→ PROBLEM REQUIREMENTS: Repeat exactly, and only, the lines from the line containing "target: water surface" through the last line of the records below, including both.

→ GIVEN RECORDS:

==*==

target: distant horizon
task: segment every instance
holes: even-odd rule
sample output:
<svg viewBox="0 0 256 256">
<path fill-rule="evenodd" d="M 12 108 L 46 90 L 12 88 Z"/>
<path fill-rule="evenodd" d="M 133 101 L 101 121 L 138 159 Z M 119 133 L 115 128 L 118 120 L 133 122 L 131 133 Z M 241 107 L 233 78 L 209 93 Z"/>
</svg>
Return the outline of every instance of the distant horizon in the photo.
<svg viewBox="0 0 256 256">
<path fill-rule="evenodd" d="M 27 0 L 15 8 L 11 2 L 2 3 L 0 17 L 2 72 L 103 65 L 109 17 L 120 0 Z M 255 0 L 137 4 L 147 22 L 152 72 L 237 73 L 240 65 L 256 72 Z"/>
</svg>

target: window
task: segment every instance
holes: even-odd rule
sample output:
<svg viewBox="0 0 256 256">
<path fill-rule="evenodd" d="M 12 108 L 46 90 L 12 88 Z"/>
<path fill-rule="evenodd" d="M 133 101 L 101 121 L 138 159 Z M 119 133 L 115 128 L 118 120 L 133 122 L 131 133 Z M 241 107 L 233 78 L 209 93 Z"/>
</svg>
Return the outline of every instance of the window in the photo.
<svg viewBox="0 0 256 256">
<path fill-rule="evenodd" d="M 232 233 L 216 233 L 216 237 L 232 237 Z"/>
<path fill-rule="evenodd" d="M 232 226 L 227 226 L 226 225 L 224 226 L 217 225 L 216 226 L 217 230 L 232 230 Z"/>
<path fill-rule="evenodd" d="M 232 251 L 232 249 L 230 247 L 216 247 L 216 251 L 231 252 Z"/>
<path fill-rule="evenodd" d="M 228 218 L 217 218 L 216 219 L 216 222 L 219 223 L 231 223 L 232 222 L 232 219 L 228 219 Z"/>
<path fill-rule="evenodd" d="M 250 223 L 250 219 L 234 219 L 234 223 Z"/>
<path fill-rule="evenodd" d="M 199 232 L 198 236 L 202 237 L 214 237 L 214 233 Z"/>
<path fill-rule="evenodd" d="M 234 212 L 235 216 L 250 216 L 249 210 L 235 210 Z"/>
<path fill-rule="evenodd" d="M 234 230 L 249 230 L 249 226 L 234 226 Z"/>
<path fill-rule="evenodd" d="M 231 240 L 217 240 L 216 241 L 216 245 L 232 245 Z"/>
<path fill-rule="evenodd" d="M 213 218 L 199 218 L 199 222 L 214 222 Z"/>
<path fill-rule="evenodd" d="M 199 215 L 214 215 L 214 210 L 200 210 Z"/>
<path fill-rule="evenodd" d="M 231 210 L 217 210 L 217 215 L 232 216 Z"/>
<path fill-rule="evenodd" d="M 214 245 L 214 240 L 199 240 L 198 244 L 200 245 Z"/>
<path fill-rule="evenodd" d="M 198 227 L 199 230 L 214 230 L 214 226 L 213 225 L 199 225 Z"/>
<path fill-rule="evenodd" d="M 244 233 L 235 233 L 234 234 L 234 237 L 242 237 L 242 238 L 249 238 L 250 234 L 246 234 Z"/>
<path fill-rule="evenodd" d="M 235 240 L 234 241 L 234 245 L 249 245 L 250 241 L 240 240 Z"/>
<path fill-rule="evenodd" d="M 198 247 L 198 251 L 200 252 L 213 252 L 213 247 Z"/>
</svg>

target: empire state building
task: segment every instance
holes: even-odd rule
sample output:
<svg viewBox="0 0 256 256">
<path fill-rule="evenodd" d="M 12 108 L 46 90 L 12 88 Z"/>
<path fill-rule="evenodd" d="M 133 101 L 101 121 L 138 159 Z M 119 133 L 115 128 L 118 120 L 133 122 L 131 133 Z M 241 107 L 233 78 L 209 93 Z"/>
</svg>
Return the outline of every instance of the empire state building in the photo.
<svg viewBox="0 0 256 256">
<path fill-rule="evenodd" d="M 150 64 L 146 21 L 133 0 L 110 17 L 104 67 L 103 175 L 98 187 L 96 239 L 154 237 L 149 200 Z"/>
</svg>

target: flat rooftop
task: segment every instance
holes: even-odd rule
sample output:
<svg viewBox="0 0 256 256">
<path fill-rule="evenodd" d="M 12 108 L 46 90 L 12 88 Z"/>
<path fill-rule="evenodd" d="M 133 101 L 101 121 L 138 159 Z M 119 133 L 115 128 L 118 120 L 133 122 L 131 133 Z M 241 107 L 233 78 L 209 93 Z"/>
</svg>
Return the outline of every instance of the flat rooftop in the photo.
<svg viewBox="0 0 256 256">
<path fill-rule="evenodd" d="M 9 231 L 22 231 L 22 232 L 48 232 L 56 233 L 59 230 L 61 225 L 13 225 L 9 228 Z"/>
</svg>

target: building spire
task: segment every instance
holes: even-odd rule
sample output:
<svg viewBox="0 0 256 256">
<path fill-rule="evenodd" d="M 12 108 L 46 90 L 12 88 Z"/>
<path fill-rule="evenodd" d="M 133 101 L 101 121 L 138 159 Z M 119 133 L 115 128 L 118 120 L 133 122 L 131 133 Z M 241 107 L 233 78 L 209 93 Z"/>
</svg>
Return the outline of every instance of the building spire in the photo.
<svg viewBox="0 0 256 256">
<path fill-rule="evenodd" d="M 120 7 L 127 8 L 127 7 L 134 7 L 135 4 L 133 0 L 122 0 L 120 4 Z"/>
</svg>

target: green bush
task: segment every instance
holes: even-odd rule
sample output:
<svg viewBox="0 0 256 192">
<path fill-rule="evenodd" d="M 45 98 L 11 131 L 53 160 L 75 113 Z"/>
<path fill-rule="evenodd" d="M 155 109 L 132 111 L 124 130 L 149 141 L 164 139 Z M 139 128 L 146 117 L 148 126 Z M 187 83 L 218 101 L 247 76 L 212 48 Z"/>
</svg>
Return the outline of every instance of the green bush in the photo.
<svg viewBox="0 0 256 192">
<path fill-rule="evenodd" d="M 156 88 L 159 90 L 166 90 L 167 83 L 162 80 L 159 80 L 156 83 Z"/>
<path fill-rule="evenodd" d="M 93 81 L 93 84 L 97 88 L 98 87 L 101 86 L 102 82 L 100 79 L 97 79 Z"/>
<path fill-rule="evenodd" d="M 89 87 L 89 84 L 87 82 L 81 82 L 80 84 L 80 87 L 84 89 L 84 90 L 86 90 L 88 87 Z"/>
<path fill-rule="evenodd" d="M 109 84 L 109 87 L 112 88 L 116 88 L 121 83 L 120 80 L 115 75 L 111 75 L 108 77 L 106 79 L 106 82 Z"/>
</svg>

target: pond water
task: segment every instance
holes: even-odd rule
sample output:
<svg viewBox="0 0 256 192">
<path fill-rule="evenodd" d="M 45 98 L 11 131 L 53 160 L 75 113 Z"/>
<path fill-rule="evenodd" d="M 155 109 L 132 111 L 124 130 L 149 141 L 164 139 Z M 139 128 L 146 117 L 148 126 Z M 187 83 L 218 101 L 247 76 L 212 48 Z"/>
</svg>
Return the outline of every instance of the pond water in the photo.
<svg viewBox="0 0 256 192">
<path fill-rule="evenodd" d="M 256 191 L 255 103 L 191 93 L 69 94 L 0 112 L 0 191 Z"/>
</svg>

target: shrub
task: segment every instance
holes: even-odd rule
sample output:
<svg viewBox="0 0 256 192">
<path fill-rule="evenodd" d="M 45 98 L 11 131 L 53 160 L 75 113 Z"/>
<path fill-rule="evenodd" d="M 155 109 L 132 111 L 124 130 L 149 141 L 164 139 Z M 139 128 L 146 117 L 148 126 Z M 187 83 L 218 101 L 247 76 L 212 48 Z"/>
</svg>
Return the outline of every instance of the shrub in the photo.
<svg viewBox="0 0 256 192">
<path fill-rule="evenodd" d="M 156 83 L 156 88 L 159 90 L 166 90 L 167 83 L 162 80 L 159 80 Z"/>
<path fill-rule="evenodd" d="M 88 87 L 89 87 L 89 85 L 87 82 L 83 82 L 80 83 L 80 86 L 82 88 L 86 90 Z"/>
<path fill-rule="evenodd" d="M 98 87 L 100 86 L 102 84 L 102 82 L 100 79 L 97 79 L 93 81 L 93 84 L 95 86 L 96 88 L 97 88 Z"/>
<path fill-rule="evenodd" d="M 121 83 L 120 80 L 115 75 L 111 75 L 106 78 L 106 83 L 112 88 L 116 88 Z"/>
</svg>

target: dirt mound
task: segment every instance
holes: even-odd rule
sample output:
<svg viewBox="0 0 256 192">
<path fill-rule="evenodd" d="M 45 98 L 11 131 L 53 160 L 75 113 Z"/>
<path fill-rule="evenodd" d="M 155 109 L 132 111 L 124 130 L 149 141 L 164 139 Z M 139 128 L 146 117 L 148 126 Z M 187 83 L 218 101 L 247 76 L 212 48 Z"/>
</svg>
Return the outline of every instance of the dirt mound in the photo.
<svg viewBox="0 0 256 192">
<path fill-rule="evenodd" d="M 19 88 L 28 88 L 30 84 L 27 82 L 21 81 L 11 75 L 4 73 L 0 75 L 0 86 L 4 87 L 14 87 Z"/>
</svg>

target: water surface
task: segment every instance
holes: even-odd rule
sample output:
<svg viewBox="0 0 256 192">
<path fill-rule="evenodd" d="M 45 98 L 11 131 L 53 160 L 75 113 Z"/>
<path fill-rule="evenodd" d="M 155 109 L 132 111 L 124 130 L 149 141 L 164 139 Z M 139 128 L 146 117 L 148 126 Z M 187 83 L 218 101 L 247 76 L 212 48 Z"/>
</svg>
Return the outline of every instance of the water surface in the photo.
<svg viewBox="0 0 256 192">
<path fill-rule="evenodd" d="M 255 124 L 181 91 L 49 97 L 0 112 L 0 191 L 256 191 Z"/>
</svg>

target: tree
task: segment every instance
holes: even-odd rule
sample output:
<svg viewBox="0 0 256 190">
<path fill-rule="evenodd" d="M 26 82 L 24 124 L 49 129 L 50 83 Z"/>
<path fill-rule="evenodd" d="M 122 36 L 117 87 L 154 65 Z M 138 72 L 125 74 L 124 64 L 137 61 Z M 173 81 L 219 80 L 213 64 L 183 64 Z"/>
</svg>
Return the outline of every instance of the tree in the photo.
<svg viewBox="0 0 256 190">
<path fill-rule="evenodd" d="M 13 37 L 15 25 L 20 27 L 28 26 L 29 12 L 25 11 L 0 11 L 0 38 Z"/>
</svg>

==*==

→ RESULT FOR THIS TASK:
target: water surface
task: segment every instance
holes: even-odd rule
sample output:
<svg viewBox="0 0 256 192">
<path fill-rule="evenodd" d="M 45 98 L 11 131 L 53 160 L 75 113 Z"/>
<path fill-rule="evenodd" d="M 155 109 L 132 111 L 124 130 L 149 141 L 164 139 Z M 139 128 L 146 117 L 148 126 Z M 187 83 L 218 101 L 247 76 L 212 48 Z"/>
</svg>
Return the outline of every instance of the water surface in the photo.
<svg viewBox="0 0 256 192">
<path fill-rule="evenodd" d="M 255 124 L 181 91 L 49 97 L 0 112 L 0 191 L 256 191 Z"/>
</svg>

target: tree
task: segment every instance
holes: even-odd rule
sample output:
<svg viewBox="0 0 256 190">
<path fill-rule="evenodd" d="M 26 82 L 24 124 L 49 129 L 50 83 Z"/>
<path fill-rule="evenodd" d="M 122 36 L 117 87 L 154 65 Z M 138 72 L 125 74 L 124 64 L 137 61 Z M 173 81 L 219 80 L 213 64 L 183 64 Z"/>
</svg>
Return the outline of every instance of the tree in the photo.
<svg viewBox="0 0 256 190">
<path fill-rule="evenodd" d="M 13 37 L 15 25 L 20 27 L 28 26 L 29 12 L 25 11 L 0 11 L 0 38 Z"/>
</svg>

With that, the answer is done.